Extract every line of the data below and reproduce each one verbatim, keeping the original order.

── Dataset records

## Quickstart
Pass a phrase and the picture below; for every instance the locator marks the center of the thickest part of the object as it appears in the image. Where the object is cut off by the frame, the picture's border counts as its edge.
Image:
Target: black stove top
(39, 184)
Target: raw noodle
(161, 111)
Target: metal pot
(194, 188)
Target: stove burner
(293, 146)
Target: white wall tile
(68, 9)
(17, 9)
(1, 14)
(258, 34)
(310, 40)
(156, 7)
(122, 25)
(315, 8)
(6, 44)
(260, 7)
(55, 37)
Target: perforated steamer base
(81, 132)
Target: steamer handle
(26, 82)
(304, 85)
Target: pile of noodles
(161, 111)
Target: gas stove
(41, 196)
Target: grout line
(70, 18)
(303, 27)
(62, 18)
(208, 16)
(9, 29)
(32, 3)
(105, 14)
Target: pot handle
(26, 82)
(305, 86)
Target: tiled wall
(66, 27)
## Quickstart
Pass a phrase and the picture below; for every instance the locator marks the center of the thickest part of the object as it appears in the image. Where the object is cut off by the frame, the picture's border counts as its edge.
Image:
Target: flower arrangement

────

*Task response:*
## Quickstart
Pass a phrase and the picture below; for every instance the locator marks the center of the thickest part of the object as it appears in the image. Where the object is cut off by the frame, the picture's border counts as its edge.
Image:
Target: black stove top
(39, 184)
Target: raw noodle
(161, 111)
Target: metal pot
(194, 188)
Target: stove burner
(293, 146)
Target: white wall tile
(68, 9)
(17, 9)
(1, 14)
(258, 34)
(310, 40)
(156, 7)
(122, 25)
(315, 8)
(6, 44)
(260, 7)
(55, 37)
Target: perforated steamer base
(81, 132)
Target: steamer handle
(26, 82)
(304, 85)
Target: pile of noodles
(161, 111)
Target: gas stove
(41, 196)
Target: grout line
(70, 18)
(303, 27)
(62, 18)
(208, 16)
(9, 29)
(32, 3)
(105, 14)
Target: pot handle
(26, 82)
(305, 86)
Target: tiled wall
(66, 27)
## Quickstart
Pass a phrase and the picture below; for every instance the locator marks the center of the thickest part of the object as it appears in the image. Where the object is cut off by the frame, the picture's border counts as its edge.
Image:
Target: flower arrangement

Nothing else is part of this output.